*Short task*:
Please write the next part of the blog excerpt below about the dove, the butter cookies, and the dry garden, starting after its final sentence.

*Page excerpt*:
■ ■ ■ ■ ■

Of necessity, the noisy work continued throughout much of the day, and the dove could be seen, and its distinctive notes heard. When the workers finally stopped and left, the bird flew into the brush beneath the tree, and then out again. Tonight, two days later, I still hear the sound that doves make, when they cry. She is still looking. I know how she feels.
Sunday, August 30, 2015
Thursday, August 20, 2015
Say it isn't so, Sam!
I always thought those notes played by Sam the Bugler were intoxicating. They should recall his Bobbleheads, don't you think?
Word of the Day
Maybe a real word, maybe a made up one, but there is a lot of it going around lately-----"Humblebragging."
Wednesday, August 19, 2015
Better Butter Batter
Today was Greg's turn. I picked him up after his golf lesson, and we broke out the cookie recipe files. Butter cookies are not as popular as many other cookies, and we needed to search through to find a viable one. We even googled; there is a lot of variety among the recipes. Yes, all recipes call for butter, and flour, and baking soda, but there the similarity ends. Do we use an egg, 2 eggs, or no egg? White sugar, or brown sugar? Vanilla, or lemon juice, or orange juice? A little salt, of course, unless you are sodium restricted. Decisions were made, the batter was mixed, and the dough was contained, labeled, and put in the fridge with the other prospective entries. We didn't turn the oven on for the taste test; it was too hot. We're hoping for the best.
Tuesday, August 18, 2015
Thje Pumpkin Capers
Years ago, I used to plant a few pumpkin seeds out in the back, and would reap a harvest of a dozen or so pumpkins, with only a few having suffered woodchuck bites. Then came the long dry spell, where nothing I planted seemed to flourish. Flowers that formerly thrived failed to germinate or else dried up and withered away, even the traditional and dependable petunias. The grape vines twined over the old child's gym set used to supply enough purple grapes for jelly or grape juice. But for the last ten years or so, the grapes develop normally almost to the point of ripeness, and then just as they start to turn from green to purple, dry up and fall off the vine. I've googled possible causes, but there are no definite answers or else such a myriad of potential causes that none offers any help. Sunflowers used to self-seed from the seeds cast off from the bird feeders, but this year not a single one sprouted.

■ ■ ■ ■ ■

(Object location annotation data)
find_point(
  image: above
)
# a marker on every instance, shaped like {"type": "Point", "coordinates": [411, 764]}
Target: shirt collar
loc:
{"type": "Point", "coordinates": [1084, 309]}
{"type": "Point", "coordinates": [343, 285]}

■ ■ ■ ■ ■

*Answer below*:
This spring I invested in a package of pumpkin seeds purchased at Rite-Aid. I was determined not to have to buy a Halloween pumpkin. The packet contained ridiculously few seeds but I planted them with care. Well, maybe not such great care, because I forgot where I planted each of the dozen or so seeds the packet contained. Though I did expect I would recognize the plants when they sprouted. And I did----3 separate plants in 3 different locations. Three healthy looking vines with numerous yellow blossoms that should have or could have developed into the fruit of the pumpkin vine. Alas, I could count only 3 baby pumpkins. One grew to the size of a tennis ball before it was nibbled on, by the resident chipmunk I believe, and eventually carried off. Another, near the pool, grew a small pumpkin, whose progress I diligently tracked for a while, and then it disappeared. So that leaves one pumpkin. It is under the barberry bush on the lawn in front of the house. It is still green but has developed to a size about midway between a softball and a soccer ball. It looks promising. The chipmunks scurry around that area, helping themselves to the offerings from my Patio Tomato plant from time to time, but I don't think they are interested in my one and only pumpkin. I can only hope.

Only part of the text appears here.